[Excerpted passage]
This skill guides using Microsoft MarkItDown, a Python utility that converts many file types into Markdown optimized for LLM consumption and text-analysis pipelines. It preserves document structure (headings, lists, tables, links) and supports optional AI-assisted transcription and image description. Use it to prepare diverse sources for indexing, prompting, or downstream NLP tasks.

How this skill works

MarkItDown inspects input files or URLs, applies format-specific parsers and optional OCR/transcription, and emits structured Markdown suitable for LLMs. It can call external services (Azure Document Intelligence or an LLM client) for complex PDFs, image descriptions, or audio transcription. The tool exposes both a CLI and a Python API for single-file conversion, batch workflows, and plugin extensions.

When to use it

Converting PDFs, Word, PowerPoint, Excel, or email files into LLM-ready Markdown
Extracting text from images (OCR) or getting AI-generated image descriptions
Transcribing audio files or extracting YouTube transcripts
Batch-processing directories or archives (ZIP, EPUB, Jupyter notebooks)

[Supplied records]
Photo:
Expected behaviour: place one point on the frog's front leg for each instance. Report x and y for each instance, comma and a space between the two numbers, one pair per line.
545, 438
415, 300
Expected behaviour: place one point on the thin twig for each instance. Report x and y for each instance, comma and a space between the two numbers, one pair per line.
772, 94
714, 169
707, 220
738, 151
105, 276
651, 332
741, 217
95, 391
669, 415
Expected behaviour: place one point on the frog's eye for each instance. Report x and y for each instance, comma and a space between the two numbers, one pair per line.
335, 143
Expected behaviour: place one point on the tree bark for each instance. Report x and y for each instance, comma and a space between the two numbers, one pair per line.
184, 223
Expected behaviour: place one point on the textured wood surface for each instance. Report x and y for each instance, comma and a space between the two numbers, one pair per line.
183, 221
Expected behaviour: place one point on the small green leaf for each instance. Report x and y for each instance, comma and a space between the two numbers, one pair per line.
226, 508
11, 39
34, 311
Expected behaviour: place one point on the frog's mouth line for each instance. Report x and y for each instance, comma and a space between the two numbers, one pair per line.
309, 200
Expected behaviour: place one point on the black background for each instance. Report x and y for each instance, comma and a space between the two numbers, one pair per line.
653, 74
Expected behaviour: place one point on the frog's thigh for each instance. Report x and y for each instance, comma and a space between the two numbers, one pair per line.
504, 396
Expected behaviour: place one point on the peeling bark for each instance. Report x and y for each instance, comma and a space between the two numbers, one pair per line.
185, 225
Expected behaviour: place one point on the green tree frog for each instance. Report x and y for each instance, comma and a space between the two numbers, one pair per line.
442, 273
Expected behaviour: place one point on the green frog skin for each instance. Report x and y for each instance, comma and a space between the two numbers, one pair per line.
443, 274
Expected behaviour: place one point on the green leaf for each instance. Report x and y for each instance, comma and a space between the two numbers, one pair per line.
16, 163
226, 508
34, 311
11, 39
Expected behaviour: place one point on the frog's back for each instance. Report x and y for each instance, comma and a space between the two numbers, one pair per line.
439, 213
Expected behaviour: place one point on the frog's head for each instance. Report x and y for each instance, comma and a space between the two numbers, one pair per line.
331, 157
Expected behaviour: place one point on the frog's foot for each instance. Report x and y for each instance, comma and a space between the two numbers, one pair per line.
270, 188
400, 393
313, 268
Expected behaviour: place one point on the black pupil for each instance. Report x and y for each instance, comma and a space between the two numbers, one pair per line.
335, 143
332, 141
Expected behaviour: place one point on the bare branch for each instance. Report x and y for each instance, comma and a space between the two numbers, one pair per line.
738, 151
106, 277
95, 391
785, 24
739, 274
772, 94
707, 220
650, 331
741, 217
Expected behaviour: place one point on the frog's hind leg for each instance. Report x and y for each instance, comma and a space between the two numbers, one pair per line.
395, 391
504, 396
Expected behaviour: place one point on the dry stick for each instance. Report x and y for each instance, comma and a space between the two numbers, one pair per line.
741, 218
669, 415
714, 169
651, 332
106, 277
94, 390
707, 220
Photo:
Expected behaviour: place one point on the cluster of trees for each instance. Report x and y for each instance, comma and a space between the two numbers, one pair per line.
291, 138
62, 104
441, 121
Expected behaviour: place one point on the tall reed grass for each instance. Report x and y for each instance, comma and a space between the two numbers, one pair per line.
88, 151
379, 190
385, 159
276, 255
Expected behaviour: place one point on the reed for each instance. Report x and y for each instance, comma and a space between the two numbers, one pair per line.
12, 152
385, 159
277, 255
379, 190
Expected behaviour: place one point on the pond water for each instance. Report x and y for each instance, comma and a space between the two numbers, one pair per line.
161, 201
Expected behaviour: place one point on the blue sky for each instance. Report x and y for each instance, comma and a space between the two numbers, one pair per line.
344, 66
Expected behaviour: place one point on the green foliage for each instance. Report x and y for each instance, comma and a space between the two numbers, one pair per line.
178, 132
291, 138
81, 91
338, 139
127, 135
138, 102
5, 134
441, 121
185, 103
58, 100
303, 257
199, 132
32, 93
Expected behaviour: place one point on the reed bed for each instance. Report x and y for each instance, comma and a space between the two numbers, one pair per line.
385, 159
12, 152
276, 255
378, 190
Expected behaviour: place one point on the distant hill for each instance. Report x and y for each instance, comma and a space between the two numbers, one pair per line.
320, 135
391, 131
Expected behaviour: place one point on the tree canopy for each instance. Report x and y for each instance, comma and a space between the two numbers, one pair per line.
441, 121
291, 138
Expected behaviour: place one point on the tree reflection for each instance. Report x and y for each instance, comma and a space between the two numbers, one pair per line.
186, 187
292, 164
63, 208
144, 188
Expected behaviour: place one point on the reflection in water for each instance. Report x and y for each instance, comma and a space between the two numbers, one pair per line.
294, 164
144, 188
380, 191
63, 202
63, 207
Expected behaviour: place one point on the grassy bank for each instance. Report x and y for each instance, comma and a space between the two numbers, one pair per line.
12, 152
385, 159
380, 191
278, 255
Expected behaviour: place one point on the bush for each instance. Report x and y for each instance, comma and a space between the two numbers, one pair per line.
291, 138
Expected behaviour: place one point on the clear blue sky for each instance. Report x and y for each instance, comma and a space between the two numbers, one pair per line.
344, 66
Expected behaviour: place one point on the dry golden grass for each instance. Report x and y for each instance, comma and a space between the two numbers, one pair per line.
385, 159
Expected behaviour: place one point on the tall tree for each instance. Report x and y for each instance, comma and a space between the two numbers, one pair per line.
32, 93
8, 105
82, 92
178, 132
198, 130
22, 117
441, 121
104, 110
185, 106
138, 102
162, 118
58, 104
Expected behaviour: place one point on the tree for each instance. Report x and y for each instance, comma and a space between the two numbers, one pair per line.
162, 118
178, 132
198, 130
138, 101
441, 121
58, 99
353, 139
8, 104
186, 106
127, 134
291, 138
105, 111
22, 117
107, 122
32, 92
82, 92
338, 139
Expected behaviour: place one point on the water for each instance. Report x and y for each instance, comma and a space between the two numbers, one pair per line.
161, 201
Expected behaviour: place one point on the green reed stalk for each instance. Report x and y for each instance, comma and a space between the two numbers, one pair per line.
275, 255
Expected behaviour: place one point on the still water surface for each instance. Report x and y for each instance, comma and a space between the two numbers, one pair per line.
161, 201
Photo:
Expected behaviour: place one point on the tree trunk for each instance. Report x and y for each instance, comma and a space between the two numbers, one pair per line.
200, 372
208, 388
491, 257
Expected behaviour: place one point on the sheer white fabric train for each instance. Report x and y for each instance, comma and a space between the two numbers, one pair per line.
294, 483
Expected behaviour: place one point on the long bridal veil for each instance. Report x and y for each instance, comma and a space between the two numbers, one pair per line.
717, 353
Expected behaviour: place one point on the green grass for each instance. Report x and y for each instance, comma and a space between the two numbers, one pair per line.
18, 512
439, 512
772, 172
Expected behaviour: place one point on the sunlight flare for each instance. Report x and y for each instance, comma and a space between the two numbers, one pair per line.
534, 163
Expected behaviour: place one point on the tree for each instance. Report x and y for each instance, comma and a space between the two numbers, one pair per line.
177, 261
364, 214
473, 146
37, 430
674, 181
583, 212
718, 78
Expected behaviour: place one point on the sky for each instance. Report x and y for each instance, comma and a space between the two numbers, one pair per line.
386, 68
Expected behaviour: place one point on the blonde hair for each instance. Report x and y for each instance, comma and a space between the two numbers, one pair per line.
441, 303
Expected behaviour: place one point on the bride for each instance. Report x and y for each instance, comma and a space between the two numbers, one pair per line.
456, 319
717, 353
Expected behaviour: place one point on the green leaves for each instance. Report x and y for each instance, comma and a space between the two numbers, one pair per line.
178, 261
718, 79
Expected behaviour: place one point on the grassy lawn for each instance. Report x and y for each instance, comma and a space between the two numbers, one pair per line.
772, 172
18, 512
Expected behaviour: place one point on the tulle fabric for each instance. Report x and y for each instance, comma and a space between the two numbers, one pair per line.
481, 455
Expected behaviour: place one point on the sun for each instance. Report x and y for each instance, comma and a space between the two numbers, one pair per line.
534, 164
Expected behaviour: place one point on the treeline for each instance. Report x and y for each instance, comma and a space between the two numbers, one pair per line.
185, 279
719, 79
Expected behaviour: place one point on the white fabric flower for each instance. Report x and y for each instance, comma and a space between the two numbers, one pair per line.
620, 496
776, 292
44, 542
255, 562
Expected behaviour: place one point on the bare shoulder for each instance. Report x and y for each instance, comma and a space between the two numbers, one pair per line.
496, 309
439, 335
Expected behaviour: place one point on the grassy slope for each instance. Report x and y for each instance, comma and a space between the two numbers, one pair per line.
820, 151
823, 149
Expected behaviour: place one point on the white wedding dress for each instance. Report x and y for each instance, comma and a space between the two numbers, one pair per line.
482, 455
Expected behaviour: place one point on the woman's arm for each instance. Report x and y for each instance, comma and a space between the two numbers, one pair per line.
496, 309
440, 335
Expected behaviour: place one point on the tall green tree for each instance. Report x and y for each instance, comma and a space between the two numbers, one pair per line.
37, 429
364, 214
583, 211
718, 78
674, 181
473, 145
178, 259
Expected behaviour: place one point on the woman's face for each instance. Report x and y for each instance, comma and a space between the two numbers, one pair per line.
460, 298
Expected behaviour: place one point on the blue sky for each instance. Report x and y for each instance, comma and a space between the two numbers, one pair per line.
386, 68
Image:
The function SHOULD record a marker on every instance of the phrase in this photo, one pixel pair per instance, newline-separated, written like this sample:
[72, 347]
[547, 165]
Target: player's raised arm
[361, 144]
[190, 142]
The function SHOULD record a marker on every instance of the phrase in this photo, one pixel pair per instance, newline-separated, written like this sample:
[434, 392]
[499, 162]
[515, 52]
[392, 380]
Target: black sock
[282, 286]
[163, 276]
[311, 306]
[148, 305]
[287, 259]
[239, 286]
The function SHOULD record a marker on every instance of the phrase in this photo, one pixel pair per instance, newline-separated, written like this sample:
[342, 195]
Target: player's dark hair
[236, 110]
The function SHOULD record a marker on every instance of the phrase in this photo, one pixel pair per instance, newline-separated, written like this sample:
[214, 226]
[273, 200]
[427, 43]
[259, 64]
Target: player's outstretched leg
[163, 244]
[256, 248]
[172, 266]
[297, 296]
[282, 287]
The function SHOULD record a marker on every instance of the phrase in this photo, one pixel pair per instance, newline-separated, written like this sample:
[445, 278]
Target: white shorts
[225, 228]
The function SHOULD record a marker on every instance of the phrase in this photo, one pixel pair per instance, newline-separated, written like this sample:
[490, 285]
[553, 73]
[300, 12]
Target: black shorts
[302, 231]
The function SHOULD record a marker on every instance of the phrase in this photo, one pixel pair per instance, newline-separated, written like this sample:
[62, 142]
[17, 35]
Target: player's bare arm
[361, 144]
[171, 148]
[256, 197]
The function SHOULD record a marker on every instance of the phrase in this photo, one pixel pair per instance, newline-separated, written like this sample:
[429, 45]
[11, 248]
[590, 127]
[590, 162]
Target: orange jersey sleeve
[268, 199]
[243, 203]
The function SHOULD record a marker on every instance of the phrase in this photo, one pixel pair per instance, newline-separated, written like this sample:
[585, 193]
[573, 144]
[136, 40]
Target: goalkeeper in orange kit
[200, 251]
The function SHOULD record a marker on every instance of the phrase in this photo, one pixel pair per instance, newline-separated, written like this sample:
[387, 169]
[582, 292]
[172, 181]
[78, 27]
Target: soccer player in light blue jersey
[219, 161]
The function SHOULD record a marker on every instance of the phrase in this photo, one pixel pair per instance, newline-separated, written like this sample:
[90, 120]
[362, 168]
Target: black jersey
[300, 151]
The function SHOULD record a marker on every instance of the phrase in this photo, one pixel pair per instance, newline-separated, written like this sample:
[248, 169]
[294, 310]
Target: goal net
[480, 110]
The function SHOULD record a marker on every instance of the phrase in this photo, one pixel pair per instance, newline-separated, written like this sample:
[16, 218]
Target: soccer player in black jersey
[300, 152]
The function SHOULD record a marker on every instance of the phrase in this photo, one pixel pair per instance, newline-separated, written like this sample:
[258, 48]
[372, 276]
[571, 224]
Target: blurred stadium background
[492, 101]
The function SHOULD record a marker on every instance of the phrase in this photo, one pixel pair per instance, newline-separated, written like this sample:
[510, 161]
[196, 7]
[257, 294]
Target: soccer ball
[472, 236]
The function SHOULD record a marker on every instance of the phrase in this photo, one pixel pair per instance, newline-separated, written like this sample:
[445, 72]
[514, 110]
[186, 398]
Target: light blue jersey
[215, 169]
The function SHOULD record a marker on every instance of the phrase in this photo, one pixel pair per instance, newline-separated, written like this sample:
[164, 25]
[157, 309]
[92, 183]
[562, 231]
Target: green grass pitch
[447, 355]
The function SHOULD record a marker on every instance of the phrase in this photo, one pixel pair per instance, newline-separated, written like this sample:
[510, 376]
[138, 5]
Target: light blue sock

[Required work]
**A)** Translate this sentence from the MarkItDown passage into Spanish: "Use it to prepare diverse sources for indexing, prompting, or downstream NLP tasks."
**B)** Continue the passage on MarkItDown from its last line.

[Answers in order]
**A)** Úsalo para preparar fuentes diversas para la indexación, la creación de prompts o tareas posteriores de PLN.

**B)**
Preparing web content (HTML, RSS, Wikipedia) or structured data (CSV, JSON, XML) for indexing

Best practices

Install optional extras for the formats you need (e.g., [pdf], [docx], [audio-transcription]) to avoid missing-dependency errors
Use the Python API for programmatic pipelines and add a source header to track provenance
For complex PDFs, enable Azure Document Intelligence or chunk large files to avoid timeouts
Enable an LLM client only when you need descriptions or semantic enrichment to control cost
Validate converted output by spot-checking headings, tables, and extracted text before indexing

Example use cases

Batch convert a folder of reports to Markdown for ingestion into a vector database
Extract a YouTube video transcript via the CLI to create searchable meeting notes
Convert scanned receipts with OCR and optionally enrich descriptions with an LLM
Turn Jupyter notebooks into Markdown that retains code cells and outputs for documentation
Parse an RSS feed or Wikipedia page into Markdown snippets for prompt context

FAQ

How do I add support for a specific file format?

Install the corresponding extra, e.g. pip install 'markitdown[pdf]' or 'markitdown[all]' to get everything.

Can MarkItDown use an LLM or Azure for better extraction?

Yes. Pass an LLM client and model for descriptions or use Azure Document Intelligence by providing the endpoint and key.